Segment Start: Task inputs

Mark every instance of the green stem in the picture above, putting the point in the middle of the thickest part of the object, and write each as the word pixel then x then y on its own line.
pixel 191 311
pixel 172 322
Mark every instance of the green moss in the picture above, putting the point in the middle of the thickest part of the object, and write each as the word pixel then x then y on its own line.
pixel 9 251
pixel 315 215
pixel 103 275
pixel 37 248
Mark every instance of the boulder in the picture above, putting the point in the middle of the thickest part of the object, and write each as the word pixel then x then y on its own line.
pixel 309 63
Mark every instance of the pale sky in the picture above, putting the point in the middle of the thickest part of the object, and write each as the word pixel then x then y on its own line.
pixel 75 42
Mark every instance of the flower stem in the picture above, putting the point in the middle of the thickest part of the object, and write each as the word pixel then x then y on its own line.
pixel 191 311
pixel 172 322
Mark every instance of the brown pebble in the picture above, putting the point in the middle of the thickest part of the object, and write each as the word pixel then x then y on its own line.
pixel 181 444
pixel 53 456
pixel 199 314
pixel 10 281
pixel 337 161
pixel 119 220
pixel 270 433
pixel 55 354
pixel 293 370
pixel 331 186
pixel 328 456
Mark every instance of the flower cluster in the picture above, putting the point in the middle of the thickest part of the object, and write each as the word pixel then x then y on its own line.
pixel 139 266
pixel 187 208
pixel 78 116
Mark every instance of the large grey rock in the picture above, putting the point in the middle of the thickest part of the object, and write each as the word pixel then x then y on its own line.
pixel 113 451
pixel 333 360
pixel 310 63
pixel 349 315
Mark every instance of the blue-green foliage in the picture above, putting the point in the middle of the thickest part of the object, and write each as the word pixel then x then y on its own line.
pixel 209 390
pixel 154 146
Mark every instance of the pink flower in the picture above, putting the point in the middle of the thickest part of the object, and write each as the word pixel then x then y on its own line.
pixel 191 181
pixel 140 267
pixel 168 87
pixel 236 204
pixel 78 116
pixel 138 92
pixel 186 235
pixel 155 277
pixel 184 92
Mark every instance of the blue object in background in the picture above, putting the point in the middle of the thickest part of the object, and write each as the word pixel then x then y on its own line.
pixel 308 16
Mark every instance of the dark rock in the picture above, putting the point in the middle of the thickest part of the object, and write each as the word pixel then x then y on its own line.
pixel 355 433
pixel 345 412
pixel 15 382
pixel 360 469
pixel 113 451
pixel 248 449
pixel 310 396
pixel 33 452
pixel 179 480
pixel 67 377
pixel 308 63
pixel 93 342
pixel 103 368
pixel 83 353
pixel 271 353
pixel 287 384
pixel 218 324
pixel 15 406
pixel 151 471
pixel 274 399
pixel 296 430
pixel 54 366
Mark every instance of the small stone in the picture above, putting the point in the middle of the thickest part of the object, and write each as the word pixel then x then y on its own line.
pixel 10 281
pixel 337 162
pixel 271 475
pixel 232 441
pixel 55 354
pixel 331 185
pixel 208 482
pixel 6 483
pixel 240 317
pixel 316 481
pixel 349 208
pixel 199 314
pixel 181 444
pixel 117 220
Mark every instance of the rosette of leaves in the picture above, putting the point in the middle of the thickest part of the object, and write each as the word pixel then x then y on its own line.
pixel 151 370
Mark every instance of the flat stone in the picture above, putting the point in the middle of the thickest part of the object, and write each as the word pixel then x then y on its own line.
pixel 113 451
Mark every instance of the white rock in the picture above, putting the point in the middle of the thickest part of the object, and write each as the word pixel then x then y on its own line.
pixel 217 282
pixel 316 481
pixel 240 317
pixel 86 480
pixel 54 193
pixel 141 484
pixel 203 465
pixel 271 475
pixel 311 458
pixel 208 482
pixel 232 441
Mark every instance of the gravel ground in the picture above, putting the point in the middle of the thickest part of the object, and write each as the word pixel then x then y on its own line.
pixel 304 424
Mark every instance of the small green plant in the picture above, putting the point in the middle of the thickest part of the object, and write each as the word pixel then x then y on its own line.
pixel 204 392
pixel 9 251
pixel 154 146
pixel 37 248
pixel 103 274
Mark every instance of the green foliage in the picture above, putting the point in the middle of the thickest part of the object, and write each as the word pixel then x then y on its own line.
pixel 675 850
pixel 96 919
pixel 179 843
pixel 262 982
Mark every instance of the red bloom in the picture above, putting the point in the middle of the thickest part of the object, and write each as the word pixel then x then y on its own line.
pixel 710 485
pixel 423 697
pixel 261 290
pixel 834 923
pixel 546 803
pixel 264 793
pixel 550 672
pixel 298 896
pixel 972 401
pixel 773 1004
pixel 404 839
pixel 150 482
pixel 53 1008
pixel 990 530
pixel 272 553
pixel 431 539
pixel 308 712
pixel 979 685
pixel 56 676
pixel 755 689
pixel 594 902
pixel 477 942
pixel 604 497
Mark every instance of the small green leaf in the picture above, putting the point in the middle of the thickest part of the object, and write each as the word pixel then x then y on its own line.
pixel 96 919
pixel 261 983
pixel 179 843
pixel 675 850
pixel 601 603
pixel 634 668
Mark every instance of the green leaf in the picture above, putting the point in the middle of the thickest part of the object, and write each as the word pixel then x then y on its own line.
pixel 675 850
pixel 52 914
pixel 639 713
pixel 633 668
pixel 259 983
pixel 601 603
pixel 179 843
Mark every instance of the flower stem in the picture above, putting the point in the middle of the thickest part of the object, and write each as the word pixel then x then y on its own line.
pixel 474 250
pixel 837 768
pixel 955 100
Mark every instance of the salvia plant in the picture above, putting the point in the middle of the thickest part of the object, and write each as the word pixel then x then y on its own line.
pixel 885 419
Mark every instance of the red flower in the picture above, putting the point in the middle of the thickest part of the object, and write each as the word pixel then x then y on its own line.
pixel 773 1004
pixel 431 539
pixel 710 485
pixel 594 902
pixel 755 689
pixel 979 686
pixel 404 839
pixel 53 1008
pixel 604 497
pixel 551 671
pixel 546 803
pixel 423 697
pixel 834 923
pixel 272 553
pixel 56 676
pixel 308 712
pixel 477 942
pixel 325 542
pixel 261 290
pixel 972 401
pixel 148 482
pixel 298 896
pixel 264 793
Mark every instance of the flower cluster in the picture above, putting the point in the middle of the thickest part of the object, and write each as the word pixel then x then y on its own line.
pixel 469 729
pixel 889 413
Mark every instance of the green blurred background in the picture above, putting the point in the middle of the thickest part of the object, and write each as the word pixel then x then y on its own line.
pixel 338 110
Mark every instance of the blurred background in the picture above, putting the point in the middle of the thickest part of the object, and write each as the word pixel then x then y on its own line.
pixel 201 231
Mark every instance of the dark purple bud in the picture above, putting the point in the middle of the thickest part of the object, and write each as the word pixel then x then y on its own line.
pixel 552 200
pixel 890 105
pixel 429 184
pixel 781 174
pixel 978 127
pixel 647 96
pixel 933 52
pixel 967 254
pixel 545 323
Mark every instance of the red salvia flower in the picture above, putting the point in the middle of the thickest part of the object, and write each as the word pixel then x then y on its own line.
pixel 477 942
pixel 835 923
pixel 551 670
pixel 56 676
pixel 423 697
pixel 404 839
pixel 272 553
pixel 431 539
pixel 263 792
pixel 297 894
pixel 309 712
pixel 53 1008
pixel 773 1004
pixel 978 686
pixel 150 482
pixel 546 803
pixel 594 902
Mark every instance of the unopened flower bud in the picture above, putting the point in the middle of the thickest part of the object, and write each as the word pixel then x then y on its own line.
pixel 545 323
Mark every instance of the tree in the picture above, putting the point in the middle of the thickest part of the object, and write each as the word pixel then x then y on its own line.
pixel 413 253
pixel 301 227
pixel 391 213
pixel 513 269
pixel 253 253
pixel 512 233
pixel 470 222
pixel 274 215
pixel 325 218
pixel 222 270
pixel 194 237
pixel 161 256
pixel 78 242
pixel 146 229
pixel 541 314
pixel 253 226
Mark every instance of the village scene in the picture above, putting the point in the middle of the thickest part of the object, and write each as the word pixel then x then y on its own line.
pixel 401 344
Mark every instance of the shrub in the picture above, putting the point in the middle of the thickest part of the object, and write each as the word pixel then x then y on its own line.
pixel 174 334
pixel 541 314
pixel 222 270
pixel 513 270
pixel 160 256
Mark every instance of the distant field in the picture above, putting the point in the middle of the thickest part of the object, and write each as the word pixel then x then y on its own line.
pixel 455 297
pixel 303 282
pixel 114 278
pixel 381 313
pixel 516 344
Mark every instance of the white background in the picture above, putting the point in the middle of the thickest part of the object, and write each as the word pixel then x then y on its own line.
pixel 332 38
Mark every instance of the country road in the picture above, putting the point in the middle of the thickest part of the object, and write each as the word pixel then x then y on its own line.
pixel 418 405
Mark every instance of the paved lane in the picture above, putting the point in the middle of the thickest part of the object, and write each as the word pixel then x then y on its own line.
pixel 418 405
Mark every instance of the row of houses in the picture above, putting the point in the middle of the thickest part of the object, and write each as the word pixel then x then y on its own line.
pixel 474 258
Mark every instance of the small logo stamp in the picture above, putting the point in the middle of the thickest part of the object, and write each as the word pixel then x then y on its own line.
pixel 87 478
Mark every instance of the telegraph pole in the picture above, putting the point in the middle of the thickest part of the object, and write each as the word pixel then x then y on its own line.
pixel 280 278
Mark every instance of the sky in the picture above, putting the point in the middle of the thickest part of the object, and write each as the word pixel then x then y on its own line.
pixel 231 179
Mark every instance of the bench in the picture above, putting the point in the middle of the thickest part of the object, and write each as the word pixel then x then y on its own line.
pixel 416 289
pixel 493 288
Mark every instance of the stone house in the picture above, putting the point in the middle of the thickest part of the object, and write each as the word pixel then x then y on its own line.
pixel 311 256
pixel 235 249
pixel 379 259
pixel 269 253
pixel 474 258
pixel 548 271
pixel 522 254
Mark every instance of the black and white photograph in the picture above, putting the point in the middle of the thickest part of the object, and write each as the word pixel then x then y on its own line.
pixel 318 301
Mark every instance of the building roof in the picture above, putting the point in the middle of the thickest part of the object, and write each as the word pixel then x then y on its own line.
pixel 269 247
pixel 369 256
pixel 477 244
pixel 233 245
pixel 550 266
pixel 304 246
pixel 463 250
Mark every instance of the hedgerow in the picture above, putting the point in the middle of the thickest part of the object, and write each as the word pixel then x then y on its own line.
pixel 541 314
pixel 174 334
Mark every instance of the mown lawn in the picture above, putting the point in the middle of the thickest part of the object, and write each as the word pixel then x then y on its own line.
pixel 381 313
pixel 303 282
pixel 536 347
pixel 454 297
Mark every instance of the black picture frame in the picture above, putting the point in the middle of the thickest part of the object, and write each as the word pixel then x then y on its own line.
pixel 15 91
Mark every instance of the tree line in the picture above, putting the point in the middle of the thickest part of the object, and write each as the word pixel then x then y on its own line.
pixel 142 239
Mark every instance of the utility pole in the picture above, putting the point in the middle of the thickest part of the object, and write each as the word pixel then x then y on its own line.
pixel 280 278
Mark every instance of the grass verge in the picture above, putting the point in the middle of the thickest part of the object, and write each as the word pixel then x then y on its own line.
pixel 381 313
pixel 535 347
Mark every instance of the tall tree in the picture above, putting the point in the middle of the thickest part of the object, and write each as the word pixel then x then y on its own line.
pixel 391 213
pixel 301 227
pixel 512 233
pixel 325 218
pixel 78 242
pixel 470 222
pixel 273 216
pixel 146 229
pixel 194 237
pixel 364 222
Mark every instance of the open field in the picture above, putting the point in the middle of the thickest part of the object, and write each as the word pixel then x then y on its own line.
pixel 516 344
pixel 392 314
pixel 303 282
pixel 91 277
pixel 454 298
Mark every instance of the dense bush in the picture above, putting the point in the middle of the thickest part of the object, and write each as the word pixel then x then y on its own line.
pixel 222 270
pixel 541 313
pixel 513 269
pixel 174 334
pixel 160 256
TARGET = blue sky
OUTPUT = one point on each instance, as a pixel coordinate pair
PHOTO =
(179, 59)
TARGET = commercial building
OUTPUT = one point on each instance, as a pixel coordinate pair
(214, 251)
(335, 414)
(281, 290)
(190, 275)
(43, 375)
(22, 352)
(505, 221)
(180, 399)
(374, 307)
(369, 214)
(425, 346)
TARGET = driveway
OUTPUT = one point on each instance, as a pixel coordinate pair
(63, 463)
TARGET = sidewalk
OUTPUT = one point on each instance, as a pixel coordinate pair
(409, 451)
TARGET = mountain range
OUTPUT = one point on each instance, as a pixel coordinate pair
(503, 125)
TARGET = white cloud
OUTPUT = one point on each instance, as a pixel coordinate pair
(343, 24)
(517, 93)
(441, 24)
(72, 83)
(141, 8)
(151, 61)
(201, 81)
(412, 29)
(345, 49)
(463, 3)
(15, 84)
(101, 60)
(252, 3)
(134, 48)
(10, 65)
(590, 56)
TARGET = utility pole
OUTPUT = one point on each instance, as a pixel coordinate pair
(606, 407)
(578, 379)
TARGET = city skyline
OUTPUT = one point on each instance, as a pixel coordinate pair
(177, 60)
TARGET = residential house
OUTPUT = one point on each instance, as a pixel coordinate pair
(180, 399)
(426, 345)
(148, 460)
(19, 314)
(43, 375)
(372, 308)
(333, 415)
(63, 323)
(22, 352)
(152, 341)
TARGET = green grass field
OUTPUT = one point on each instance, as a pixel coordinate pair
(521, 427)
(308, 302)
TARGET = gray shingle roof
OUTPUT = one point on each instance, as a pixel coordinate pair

Segment End: Task inputs

* Work task *
All lines of the data that hold "TARGET" need to be copied.

* Exercise result *
TARGET = blue sky
TARGET = commercial building
TARGET = driveway
TARGET = sidewalk
TARGET = mountain range
TARGET = white cloud
TARGET = utility pole
TARGET = city skyline
TARGET = residential house
TARGET = green grass field
TARGET = gray shingle roof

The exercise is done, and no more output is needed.